EXERCISE: Begin at the line containing "Target: plant stem" and give again every line to the end of the records, exactly, without the pictures.

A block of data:
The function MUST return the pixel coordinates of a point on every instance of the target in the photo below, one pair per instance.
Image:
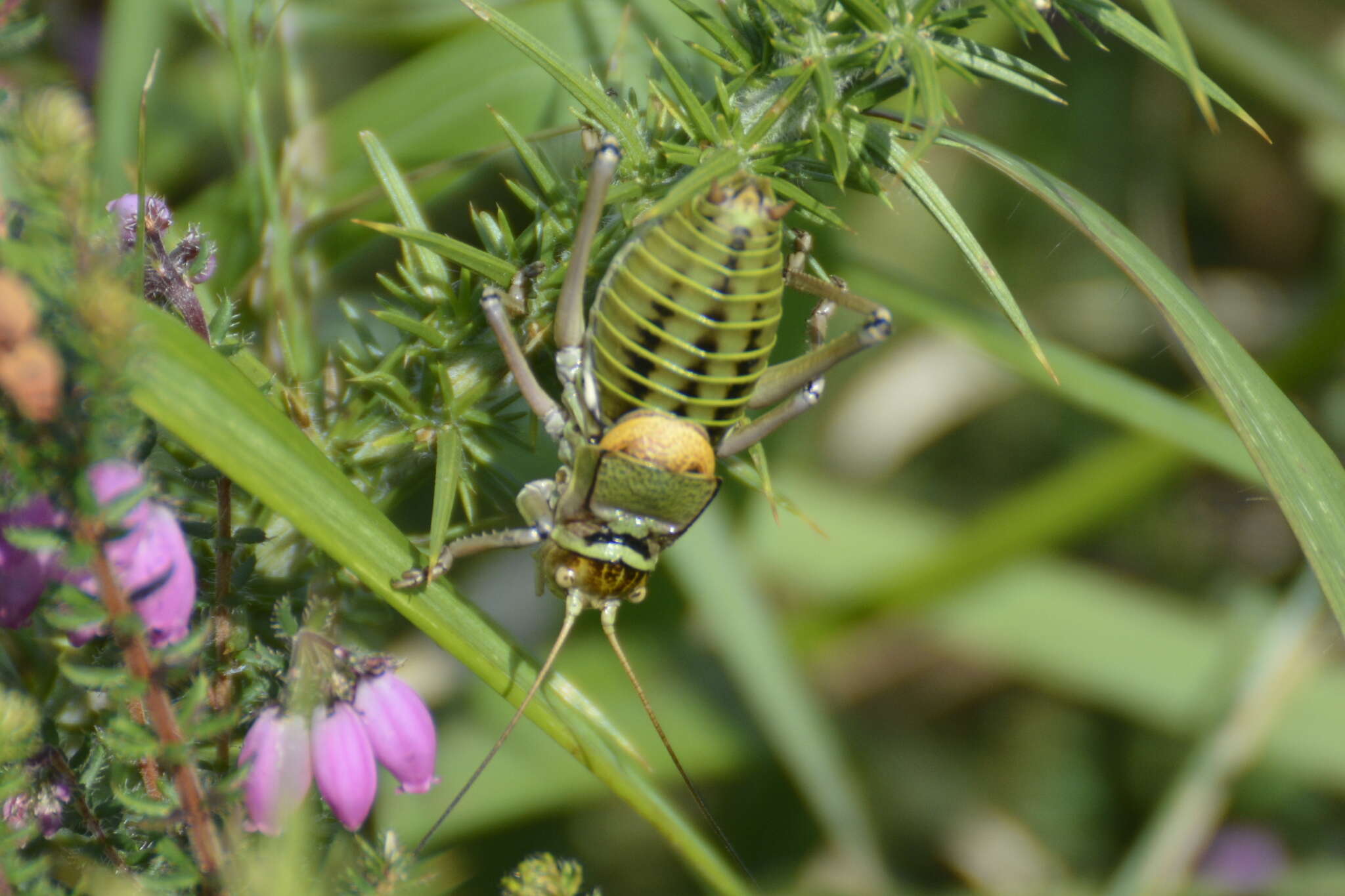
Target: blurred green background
(1021, 647)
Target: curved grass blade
(1165, 18)
(1099, 389)
(1304, 473)
(753, 649)
(428, 267)
(1125, 26)
(602, 106)
(455, 250)
(214, 410)
(885, 151)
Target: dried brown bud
(33, 373)
(18, 317)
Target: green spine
(686, 314)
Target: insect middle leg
(805, 377)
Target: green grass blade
(602, 106)
(1304, 473)
(449, 465)
(1164, 16)
(455, 250)
(1298, 79)
(132, 30)
(1125, 26)
(749, 640)
(885, 150)
(1087, 383)
(206, 402)
(996, 64)
(430, 267)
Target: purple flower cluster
(151, 561)
(43, 803)
(338, 746)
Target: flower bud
(33, 375)
(280, 769)
(400, 729)
(18, 316)
(125, 207)
(343, 763)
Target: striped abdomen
(685, 317)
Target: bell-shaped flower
(343, 763)
(278, 769)
(127, 207)
(151, 561)
(400, 730)
(24, 574)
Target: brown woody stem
(201, 829)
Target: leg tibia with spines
(805, 375)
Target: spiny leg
(805, 375)
(569, 307)
(609, 609)
(573, 606)
(533, 503)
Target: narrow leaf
(602, 106)
(1304, 473)
(455, 250)
(891, 156)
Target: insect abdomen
(685, 317)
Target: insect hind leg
(805, 377)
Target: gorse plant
(194, 505)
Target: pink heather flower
(24, 574)
(343, 763)
(1243, 859)
(50, 805)
(125, 209)
(43, 803)
(16, 809)
(280, 769)
(400, 730)
(151, 561)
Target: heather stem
(58, 762)
(201, 829)
(148, 766)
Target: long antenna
(609, 630)
(573, 606)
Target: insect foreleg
(569, 307)
(535, 503)
(546, 409)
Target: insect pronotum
(655, 385)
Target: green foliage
(544, 875)
(347, 394)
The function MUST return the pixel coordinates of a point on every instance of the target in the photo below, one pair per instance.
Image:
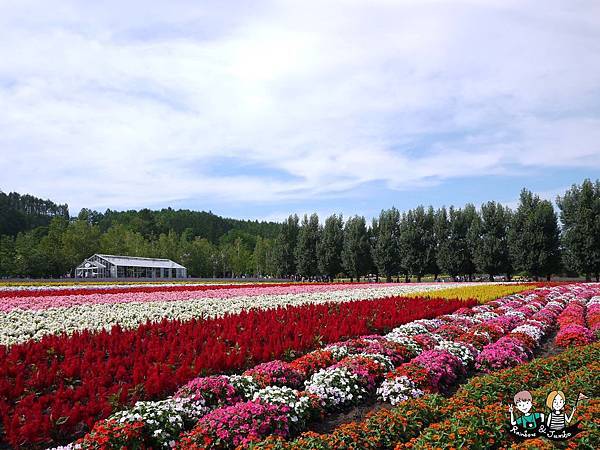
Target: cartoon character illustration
(558, 418)
(524, 403)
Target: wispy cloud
(134, 104)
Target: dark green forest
(39, 238)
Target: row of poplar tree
(456, 241)
(491, 240)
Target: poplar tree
(386, 249)
(286, 242)
(580, 217)
(356, 253)
(329, 250)
(306, 248)
(534, 237)
(490, 240)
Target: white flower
(398, 389)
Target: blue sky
(259, 109)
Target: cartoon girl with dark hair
(558, 419)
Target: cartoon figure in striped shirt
(558, 419)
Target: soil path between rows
(359, 413)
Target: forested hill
(195, 223)
(19, 213)
(39, 238)
(26, 212)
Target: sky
(264, 108)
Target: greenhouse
(112, 266)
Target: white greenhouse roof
(137, 261)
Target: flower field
(257, 366)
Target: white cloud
(127, 104)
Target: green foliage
(455, 249)
(489, 234)
(329, 249)
(580, 216)
(309, 236)
(417, 242)
(534, 237)
(356, 252)
(20, 213)
(386, 248)
(285, 247)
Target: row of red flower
(54, 390)
(438, 367)
(149, 288)
(573, 331)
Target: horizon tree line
(460, 242)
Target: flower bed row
(573, 331)
(444, 367)
(348, 381)
(385, 428)
(484, 292)
(55, 315)
(76, 289)
(53, 389)
(484, 426)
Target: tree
(29, 261)
(441, 227)
(263, 257)
(7, 255)
(580, 217)
(286, 243)
(386, 248)
(490, 240)
(534, 237)
(416, 241)
(119, 240)
(198, 260)
(455, 252)
(329, 250)
(51, 247)
(356, 253)
(80, 240)
(239, 258)
(309, 236)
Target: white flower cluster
(460, 350)
(164, 419)
(594, 301)
(299, 405)
(336, 386)
(486, 315)
(407, 341)
(430, 324)
(20, 325)
(245, 385)
(411, 328)
(518, 314)
(464, 318)
(338, 351)
(385, 361)
(398, 389)
(532, 331)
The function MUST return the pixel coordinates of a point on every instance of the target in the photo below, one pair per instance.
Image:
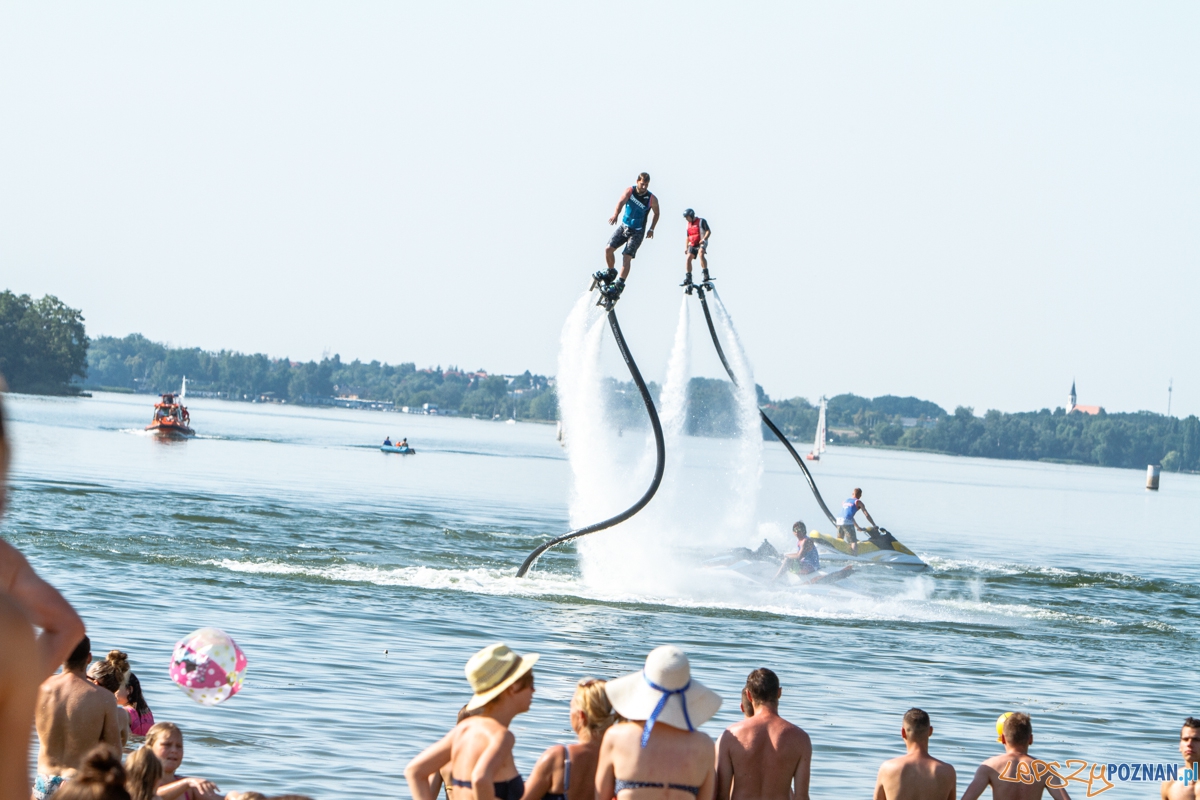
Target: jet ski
(880, 547)
(762, 564)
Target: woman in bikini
(166, 740)
(657, 753)
(568, 771)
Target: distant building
(1081, 409)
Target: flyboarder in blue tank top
(637, 203)
(847, 524)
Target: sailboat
(820, 439)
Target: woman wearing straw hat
(479, 750)
(658, 752)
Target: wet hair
(917, 723)
(120, 661)
(1018, 728)
(161, 731)
(106, 675)
(762, 685)
(133, 690)
(78, 657)
(143, 770)
(100, 777)
(593, 701)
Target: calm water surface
(1066, 591)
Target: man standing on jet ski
(637, 202)
(849, 524)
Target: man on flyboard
(637, 203)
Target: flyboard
(889, 552)
(609, 301)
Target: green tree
(43, 346)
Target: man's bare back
(915, 776)
(762, 756)
(73, 716)
(996, 769)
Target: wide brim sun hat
(664, 691)
(493, 669)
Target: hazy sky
(967, 202)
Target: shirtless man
(763, 757)
(1189, 747)
(479, 749)
(916, 775)
(1003, 773)
(25, 657)
(73, 716)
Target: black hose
(766, 419)
(658, 468)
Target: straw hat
(664, 691)
(493, 669)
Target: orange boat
(171, 417)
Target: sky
(970, 203)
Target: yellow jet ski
(880, 547)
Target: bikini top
(567, 777)
(510, 789)
(649, 785)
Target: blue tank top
(636, 209)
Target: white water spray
(747, 474)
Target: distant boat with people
(397, 447)
(171, 419)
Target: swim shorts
(46, 786)
(630, 236)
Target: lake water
(1066, 591)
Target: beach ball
(208, 666)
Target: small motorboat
(761, 565)
(171, 419)
(880, 547)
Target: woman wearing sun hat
(658, 752)
(479, 749)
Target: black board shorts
(629, 236)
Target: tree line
(45, 349)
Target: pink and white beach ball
(208, 666)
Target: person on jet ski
(805, 559)
(849, 524)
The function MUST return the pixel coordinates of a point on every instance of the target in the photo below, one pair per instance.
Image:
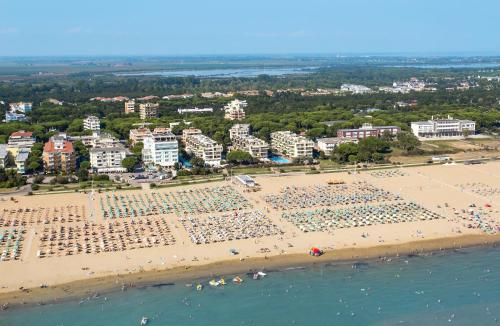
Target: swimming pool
(279, 159)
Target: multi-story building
(242, 140)
(108, 158)
(443, 128)
(20, 160)
(195, 110)
(22, 107)
(235, 110)
(12, 117)
(205, 148)
(239, 130)
(59, 155)
(328, 145)
(367, 130)
(3, 155)
(251, 144)
(161, 148)
(148, 110)
(129, 107)
(189, 132)
(291, 144)
(92, 123)
(355, 89)
(20, 140)
(138, 135)
(104, 140)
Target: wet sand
(437, 188)
(188, 274)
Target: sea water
(446, 288)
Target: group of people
(227, 227)
(294, 197)
(181, 202)
(326, 219)
(11, 243)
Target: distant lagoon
(478, 65)
(447, 288)
(223, 73)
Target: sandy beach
(76, 244)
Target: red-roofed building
(59, 156)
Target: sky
(198, 27)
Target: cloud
(8, 30)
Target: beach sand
(440, 189)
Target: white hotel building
(161, 148)
(291, 144)
(204, 147)
(242, 140)
(442, 128)
(328, 145)
(235, 110)
(92, 123)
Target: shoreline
(79, 289)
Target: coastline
(113, 283)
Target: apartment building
(20, 140)
(258, 148)
(148, 110)
(3, 155)
(129, 107)
(235, 110)
(108, 159)
(13, 117)
(195, 110)
(92, 123)
(22, 107)
(291, 144)
(443, 128)
(367, 130)
(138, 135)
(21, 160)
(328, 145)
(205, 148)
(239, 130)
(161, 148)
(59, 155)
(355, 89)
(189, 132)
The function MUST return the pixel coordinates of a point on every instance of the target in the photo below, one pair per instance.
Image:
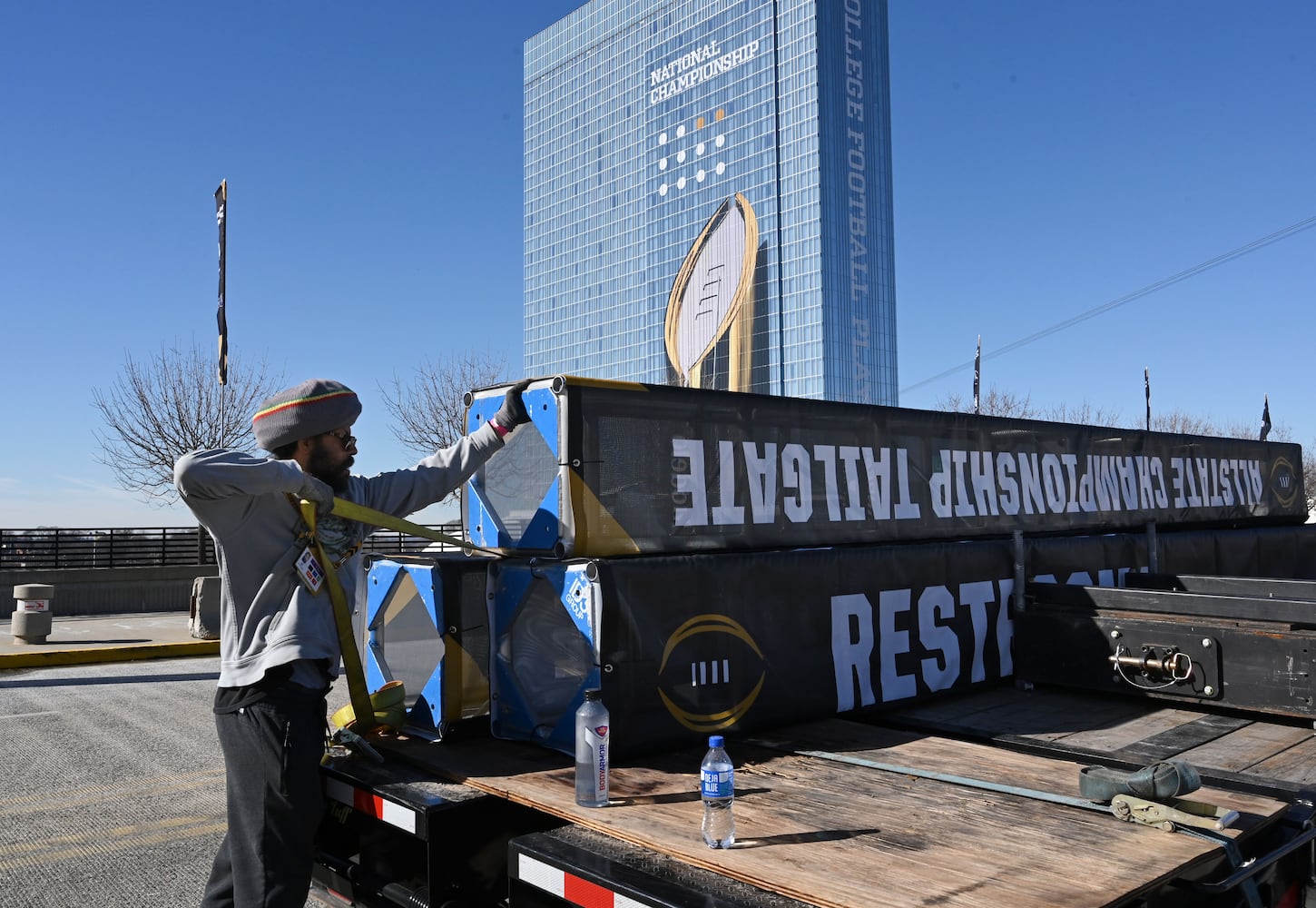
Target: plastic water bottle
(593, 750)
(717, 787)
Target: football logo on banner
(701, 671)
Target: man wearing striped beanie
(278, 642)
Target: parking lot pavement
(85, 640)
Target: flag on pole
(1146, 380)
(221, 202)
(978, 362)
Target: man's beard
(322, 469)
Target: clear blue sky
(1049, 158)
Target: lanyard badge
(309, 571)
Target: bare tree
(994, 403)
(170, 404)
(430, 410)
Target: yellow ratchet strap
(361, 703)
(357, 691)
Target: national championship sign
(625, 469)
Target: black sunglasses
(345, 439)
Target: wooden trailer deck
(1246, 752)
(840, 834)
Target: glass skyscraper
(708, 196)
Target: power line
(1105, 307)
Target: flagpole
(978, 360)
(1146, 380)
(221, 205)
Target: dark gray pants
(271, 752)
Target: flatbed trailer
(837, 590)
(837, 814)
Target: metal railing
(154, 547)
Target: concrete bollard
(32, 617)
(203, 612)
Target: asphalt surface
(96, 640)
(111, 776)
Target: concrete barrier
(116, 590)
(203, 615)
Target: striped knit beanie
(303, 410)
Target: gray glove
(318, 491)
(512, 412)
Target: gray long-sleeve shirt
(266, 616)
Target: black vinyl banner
(728, 642)
(681, 470)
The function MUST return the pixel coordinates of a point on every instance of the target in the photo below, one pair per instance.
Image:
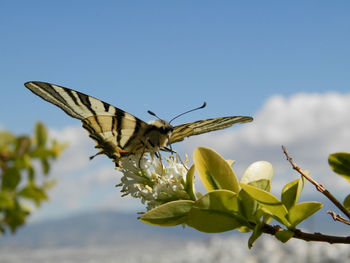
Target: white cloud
(311, 126)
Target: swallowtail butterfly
(118, 133)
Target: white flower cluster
(147, 178)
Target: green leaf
(269, 203)
(257, 171)
(347, 202)
(6, 138)
(10, 178)
(40, 134)
(255, 235)
(301, 211)
(189, 187)
(262, 184)
(291, 192)
(340, 164)
(6, 200)
(168, 214)
(247, 206)
(215, 212)
(214, 171)
(284, 235)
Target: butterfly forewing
(115, 131)
(198, 127)
(118, 133)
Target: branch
(318, 186)
(339, 218)
(298, 234)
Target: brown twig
(338, 217)
(316, 237)
(318, 186)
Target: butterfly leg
(166, 149)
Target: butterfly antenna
(153, 114)
(201, 107)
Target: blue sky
(284, 63)
(169, 56)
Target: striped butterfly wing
(115, 131)
(180, 132)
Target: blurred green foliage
(21, 184)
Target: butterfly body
(118, 133)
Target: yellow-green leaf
(301, 211)
(168, 214)
(255, 235)
(215, 212)
(347, 202)
(284, 235)
(291, 192)
(40, 134)
(214, 171)
(269, 203)
(189, 187)
(6, 138)
(340, 164)
(257, 171)
(6, 200)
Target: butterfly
(118, 133)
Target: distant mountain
(114, 237)
(103, 228)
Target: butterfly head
(162, 126)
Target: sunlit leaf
(10, 178)
(189, 187)
(169, 214)
(340, 164)
(6, 138)
(269, 203)
(284, 235)
(214, 171)
(347, 202)
(215, 212)
(255, 235)
(301, 211)
(40, 134)
(6, 200)
(257, 171)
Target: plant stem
(318, 186)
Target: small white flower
(151, 181)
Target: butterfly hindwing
(198, 127)
(118, 133)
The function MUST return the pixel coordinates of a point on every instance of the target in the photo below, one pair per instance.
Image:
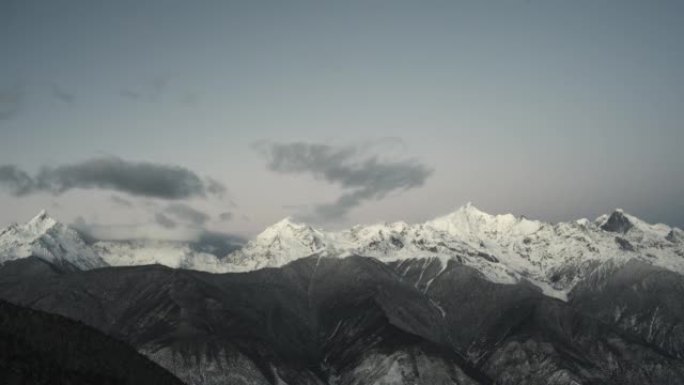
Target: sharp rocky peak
(617, 222)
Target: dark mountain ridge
(350, 321)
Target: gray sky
(339, 112)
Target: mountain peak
(41, 222)
(617, 222)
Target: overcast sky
(230, 115)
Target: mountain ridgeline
(469, 298)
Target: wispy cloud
(362, 174)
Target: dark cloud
(119, 201)
(363, 175)
(165, 228)
(11, 100)
(15, 180)
(187, 214)
(215, 187)
(151, 180)
(165, 221)
(61, 94)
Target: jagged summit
(46, 238)
(504, 248)
(42, 222)
(617, 222)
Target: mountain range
(468, 298)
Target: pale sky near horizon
(340, 112)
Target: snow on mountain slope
(504, 248)
(48, 239)
(167, 253)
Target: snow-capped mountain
(50, 240)
(504, 248)
(178, 255)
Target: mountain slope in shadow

RESULT:
Target: plant stem
(318, 186)
Target: small white flower
(151, 181)
Target: butterfly hindwing
(198, 127)
(118, 133)
The function MUST return the pixel coordinates of a point on every instance of the target in the photo below, one pair per instance.
Image:
Target: sharp rocky peak
(617, 222)
Target: dark mountain ridge
(350, 321)
Target: gray sky
(339, 112)
Target: mountain peak
(41, 222)
(617, 222)
Target: overcast sky
(230, 115)
Target: mountain ridgeline
(469, 298)
Target: wispy cloud
(362, 174)
Target: dark cloud
(119, 201)
(363, 175)
(165, 228)
(11, 100)
(15, 180)
(187, 214)
(215, 187)
(151, 180)
(165, 221)
(61, 94)
Target: jagged summit
(46, 238)
(504, 248)
(42, 222)
(617, 222)
Target: mountain range
(468, 298)
Target: pale sky near horizon
(340, 112)
Target: snow on mountain slope
(504, 248)
(48, 239)
(167, 253)
Target: snow-capped mountain
(50, 240)
(504, 248)
(178, 255)
Target: mountain slope in shadow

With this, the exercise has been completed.